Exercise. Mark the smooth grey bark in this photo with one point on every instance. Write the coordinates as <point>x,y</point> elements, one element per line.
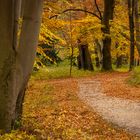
<point>16,62</point>
<point>107,17</point>
<point>7,62</point>
<point>131,7</point>
<point>137,24</point>
<point>27,48</point>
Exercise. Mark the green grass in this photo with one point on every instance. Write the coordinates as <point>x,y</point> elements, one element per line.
<point>124,68</point>
<point>135,78</point>
<point>60,71</point>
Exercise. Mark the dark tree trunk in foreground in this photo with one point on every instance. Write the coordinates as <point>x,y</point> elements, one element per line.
<point>131,5</point>
<point>107,17</point>
<point>84,58</point>
<point>16,62</point>
<point>137,24</point>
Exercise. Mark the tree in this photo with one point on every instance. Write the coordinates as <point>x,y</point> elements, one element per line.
<point>16,61</point>
<point>137,24</point>
<point>131,4</point>
<point>107,17</point>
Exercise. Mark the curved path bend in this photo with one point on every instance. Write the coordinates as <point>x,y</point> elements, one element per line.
<point>122,112</point>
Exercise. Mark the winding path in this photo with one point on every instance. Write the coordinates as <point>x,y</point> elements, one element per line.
<point>122,112</point>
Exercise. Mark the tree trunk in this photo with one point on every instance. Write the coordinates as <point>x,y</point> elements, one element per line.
<point>27,48</point>
<point>137,24</point>
<point>107,17</point>
<point>85,58</point>
<point>16,62</point>
<point>131,5</point>
<point>7,63</point>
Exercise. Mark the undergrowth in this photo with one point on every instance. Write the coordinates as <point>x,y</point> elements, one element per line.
<point>135,78</point>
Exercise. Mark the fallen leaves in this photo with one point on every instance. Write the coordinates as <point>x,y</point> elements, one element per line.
<point>53,111</point>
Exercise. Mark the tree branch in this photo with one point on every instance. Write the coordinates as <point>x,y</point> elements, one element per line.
<point>97,7</point>
<point>78,10</point>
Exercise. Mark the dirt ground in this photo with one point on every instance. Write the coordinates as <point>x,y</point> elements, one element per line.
<point>115,84</point>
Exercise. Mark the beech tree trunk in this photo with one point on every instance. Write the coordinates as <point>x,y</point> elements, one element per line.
<point>107,17</point>
<point>131,5</point>
<point>84,58</point>
<point>16,61</point>
<point>137,24</point>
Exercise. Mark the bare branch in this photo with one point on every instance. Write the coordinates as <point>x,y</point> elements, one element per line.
<point>97,7</point>
<point>78,10</point>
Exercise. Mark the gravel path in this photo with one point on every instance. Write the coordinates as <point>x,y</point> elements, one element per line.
<point>124,113</point>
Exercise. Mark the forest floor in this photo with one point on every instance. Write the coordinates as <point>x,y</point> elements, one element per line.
<point>53,109</point>
<point>100,93</point>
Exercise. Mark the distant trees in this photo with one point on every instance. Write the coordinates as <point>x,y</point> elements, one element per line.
<point>16,55</point>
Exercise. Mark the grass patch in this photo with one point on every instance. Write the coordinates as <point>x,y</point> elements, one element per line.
<point>52,111</point>
<point>135,78</point>
<point>60,71</point>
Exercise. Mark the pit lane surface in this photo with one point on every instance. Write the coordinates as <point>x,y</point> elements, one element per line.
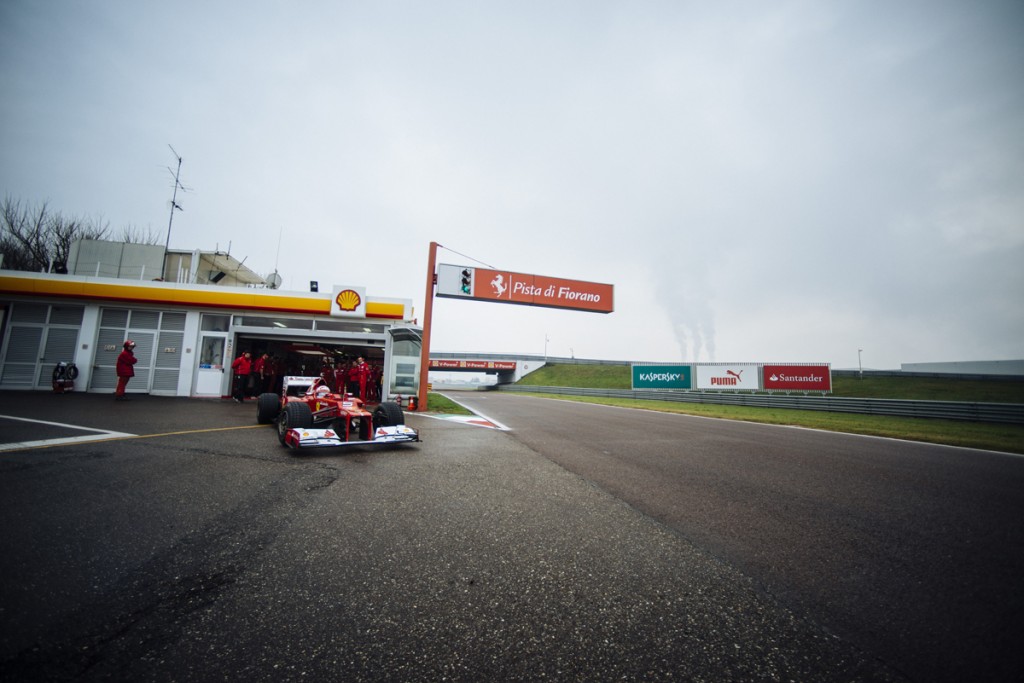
<point>202,550</point>
<point>913,553</point>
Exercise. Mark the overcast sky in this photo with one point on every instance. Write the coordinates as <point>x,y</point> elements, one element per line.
<point>761,181</point>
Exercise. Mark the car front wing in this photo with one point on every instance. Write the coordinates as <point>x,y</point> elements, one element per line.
<point>314,438</point>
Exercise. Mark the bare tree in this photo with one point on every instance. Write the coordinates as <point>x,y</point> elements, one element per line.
<point>38,240</point>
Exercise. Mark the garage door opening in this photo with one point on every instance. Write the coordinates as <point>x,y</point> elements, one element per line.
<point>331,360</point>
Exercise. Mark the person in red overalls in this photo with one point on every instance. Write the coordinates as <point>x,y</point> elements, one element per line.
<point>340,377</point>
<point>243,367</point>
<point>361,377</point>
<point>126,370</point>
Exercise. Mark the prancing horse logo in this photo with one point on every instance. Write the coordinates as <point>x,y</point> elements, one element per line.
<point>499,284</point>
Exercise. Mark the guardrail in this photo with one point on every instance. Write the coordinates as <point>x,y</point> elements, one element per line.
<point>944,410</point>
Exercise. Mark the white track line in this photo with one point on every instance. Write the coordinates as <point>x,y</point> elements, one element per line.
<point>99,435</point>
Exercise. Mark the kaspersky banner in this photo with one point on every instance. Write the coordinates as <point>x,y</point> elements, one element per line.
<point>723,377</point>
<point>507,287</point>
<point>797,378</point>
<point>663,377</point>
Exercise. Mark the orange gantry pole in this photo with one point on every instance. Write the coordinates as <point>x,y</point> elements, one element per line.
<point>428,311</point>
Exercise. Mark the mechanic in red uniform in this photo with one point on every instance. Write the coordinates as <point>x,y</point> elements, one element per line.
<point>361,377</point>
<point>260,371</point>
<point>125,370</point>
<point>243,367</point>
<point>340,377</point>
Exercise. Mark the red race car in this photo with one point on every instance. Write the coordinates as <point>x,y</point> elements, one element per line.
<point>309,415</point>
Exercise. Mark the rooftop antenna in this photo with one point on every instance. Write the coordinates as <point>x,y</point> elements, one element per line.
<point>174,199</point>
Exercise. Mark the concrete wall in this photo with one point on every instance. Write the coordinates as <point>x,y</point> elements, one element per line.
<point>967,368</point>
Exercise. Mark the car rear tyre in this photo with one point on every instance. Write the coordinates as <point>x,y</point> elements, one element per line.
<point>267,407</point>
<point>295,416</point>
<point>388,415</point>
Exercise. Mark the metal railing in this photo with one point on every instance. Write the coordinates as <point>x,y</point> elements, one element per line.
<point>944,410</point>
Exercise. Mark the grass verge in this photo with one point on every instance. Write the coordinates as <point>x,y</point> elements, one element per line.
<point>989,436</point>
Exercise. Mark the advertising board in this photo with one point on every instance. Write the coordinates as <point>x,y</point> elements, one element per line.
<point>727,377</point>
<point>797,378</point>
<point>440,364</point>
<point>508,287</point>
<point>663,377</point>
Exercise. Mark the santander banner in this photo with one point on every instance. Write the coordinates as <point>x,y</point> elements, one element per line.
<point>542,291</point>
<point>797,378</point>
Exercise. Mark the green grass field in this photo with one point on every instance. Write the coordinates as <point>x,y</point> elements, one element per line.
<point>991,436</point>
<point>912,388</point>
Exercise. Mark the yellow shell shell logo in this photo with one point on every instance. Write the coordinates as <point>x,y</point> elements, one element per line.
<point>348,300</point>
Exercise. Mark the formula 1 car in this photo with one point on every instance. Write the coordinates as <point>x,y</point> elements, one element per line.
<point>309,415</point>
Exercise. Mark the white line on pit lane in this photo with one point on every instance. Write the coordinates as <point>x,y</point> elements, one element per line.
<point>99,435</point>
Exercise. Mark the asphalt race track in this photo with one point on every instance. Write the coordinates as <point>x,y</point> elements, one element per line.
<point>171,539</point>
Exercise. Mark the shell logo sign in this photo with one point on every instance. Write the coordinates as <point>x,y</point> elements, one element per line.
<point>349,301</point>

## What you should do
Render the lines from the one containing "Exercise. Mark the yellow" through the end of the listing as a Markdown table, with the row number in a Num column and the line itself in a Content column, leaving out any blank lines.

## Task result
| Num | Content |
|---|---|
| 1 | Exercise. Mark the yellow shell shell logo in this photo with one point on every instance. Write the coordinates as <point>x,y</point> elements, one element per line. |
| 2 | <point>348,300</point> |
| 3 | Exercise. Mark the formula 1 car in this photo with one point on every instance. Write the coordinates as <point>x,y</point> elements, one element per line. |
| 4 | <point>309,415</point> |
| 5 | Exercise. Mark the white line on pit lane in this photo with one point on every instance. Write the coordinates as <point>x,y</point> elements, one element per line. |
| 6 | <point>99,435</point> |
| 7 | Exercise. Mark the asphalt race track in this photo with one point on every instance. Write the coordinates as <point>x,y</point> elements, one element per line. |
| 8 | <point>171,539</point> |
| 9 | Exercise. Mark the shell logo sign in this photo with one point on every instance. Write the coordinates as <point>x,y</point> elements, one element per line. |
| 10 | <point>349,301</point> |